Exercise description:
Report every line of the material below that contains the string "triangular", matching case exactly.

--- Start Data in this exercise ---

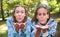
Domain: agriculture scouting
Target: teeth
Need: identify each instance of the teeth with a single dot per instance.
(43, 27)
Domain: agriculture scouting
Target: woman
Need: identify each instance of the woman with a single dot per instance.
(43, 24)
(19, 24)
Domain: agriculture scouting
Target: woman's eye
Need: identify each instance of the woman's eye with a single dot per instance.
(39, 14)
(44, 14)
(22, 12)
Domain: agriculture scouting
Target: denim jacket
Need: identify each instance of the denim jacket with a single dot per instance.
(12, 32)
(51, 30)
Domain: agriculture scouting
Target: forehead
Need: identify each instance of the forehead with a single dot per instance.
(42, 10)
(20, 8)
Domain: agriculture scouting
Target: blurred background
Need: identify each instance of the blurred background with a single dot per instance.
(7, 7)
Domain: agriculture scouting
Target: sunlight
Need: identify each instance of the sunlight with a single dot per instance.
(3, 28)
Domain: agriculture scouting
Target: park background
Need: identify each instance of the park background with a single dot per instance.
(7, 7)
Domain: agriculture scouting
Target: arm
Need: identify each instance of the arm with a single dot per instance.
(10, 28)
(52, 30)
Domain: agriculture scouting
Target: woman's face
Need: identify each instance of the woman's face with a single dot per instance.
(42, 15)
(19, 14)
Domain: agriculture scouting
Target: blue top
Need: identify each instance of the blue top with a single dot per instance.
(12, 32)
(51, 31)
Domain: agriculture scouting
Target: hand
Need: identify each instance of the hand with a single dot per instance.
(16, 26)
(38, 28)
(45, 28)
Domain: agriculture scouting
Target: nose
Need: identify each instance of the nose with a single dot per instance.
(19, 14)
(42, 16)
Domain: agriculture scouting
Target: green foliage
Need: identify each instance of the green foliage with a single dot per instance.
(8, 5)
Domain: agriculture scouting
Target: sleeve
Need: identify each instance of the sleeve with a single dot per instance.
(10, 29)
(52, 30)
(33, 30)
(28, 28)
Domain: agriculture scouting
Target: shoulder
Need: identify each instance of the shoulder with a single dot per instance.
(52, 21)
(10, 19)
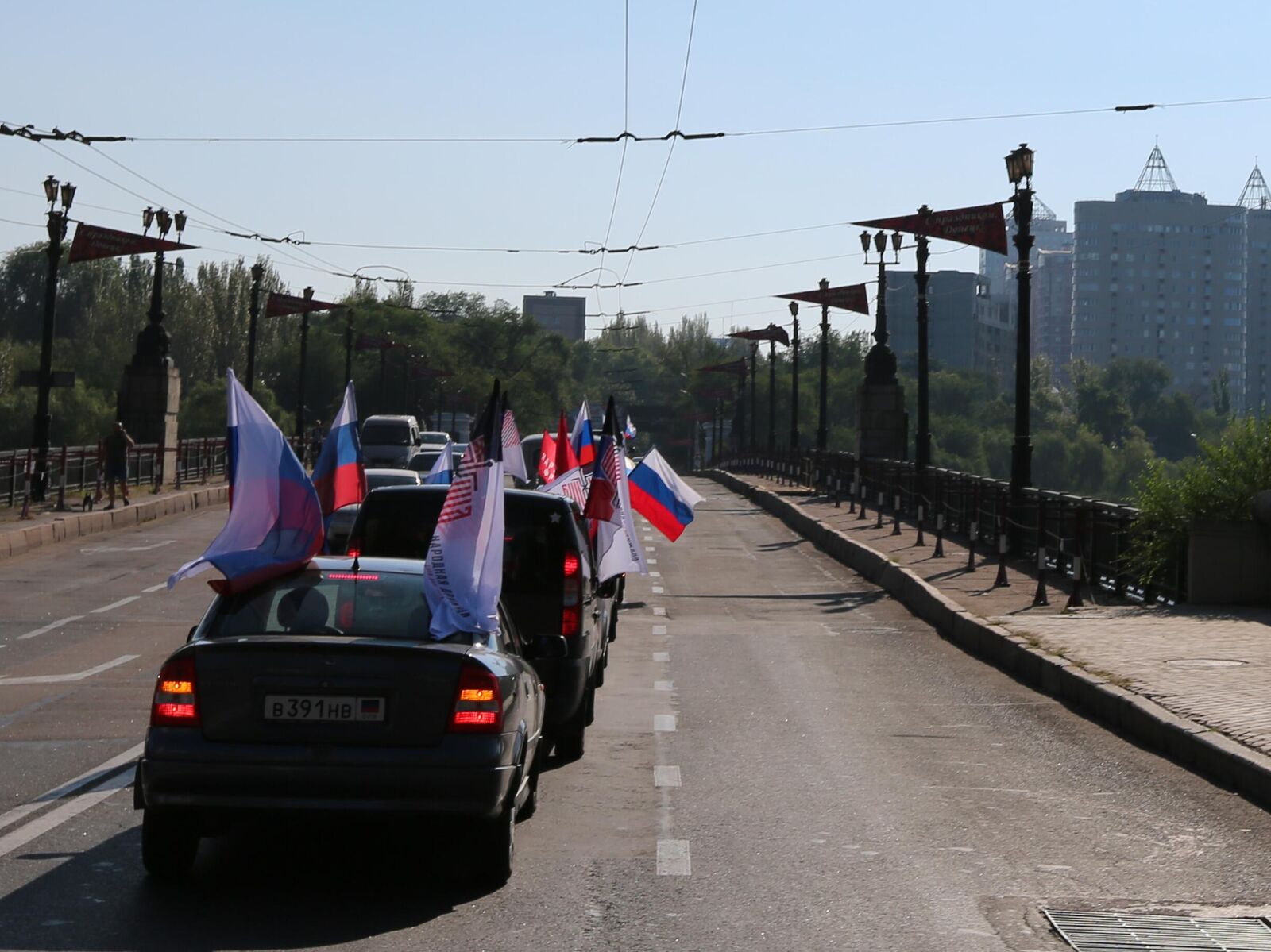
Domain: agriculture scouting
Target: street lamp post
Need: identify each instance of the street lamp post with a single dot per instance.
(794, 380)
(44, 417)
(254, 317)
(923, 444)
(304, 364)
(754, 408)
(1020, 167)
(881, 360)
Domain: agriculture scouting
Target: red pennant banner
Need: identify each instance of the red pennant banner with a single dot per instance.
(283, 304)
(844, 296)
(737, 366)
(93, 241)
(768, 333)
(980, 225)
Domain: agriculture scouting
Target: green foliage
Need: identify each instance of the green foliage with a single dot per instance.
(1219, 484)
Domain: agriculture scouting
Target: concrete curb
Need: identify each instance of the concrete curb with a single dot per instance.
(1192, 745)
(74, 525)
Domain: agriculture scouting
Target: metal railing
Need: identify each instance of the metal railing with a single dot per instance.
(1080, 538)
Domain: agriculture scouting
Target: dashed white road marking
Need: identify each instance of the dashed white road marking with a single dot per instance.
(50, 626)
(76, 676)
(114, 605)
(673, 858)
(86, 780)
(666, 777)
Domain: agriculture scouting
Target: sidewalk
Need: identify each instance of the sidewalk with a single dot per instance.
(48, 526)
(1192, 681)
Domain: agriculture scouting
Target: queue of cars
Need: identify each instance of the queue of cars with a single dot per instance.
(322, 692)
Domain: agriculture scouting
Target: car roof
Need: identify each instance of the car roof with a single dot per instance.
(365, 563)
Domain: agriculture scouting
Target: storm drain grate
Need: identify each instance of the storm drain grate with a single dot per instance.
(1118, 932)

--- End Data in this exercise ---
--- Start Data in this exercise ---

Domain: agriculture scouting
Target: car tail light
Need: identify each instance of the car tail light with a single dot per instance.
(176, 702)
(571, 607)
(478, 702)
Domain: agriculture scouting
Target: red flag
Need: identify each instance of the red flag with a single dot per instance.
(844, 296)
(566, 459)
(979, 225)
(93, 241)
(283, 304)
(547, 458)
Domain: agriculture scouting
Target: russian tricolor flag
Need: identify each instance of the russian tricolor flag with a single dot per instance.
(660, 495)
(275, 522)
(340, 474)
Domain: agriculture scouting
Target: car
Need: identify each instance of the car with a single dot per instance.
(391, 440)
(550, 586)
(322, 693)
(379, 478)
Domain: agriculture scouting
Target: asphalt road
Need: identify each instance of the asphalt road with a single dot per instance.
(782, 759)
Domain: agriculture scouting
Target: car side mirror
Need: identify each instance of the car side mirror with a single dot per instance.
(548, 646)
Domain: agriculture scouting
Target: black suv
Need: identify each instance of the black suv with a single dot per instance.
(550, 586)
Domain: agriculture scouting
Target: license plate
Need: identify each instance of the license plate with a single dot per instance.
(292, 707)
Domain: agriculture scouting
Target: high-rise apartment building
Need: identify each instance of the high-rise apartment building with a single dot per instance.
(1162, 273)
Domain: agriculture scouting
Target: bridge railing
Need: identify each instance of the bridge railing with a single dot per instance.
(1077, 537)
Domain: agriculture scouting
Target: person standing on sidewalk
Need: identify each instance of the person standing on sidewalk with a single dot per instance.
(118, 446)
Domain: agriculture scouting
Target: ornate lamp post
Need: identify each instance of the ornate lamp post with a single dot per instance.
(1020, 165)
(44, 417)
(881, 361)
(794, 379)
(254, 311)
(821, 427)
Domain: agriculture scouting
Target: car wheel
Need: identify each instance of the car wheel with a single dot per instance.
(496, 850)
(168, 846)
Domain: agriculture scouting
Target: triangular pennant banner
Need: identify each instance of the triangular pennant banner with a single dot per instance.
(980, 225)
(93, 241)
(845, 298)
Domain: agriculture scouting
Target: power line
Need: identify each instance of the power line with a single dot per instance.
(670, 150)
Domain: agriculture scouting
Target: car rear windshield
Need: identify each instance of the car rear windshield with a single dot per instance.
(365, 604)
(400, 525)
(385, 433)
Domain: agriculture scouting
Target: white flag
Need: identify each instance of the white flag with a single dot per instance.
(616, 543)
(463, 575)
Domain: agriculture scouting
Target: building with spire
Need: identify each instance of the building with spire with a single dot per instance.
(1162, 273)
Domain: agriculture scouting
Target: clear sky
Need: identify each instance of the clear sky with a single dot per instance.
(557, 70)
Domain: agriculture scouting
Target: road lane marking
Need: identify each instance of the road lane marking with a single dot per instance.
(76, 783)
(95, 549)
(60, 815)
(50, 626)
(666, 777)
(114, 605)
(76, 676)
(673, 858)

--- End Data in this exercise ---

Written response:
Target: triangular pennant banner
Need: identify each instance of the triangular pennant banner with a single dot per instance.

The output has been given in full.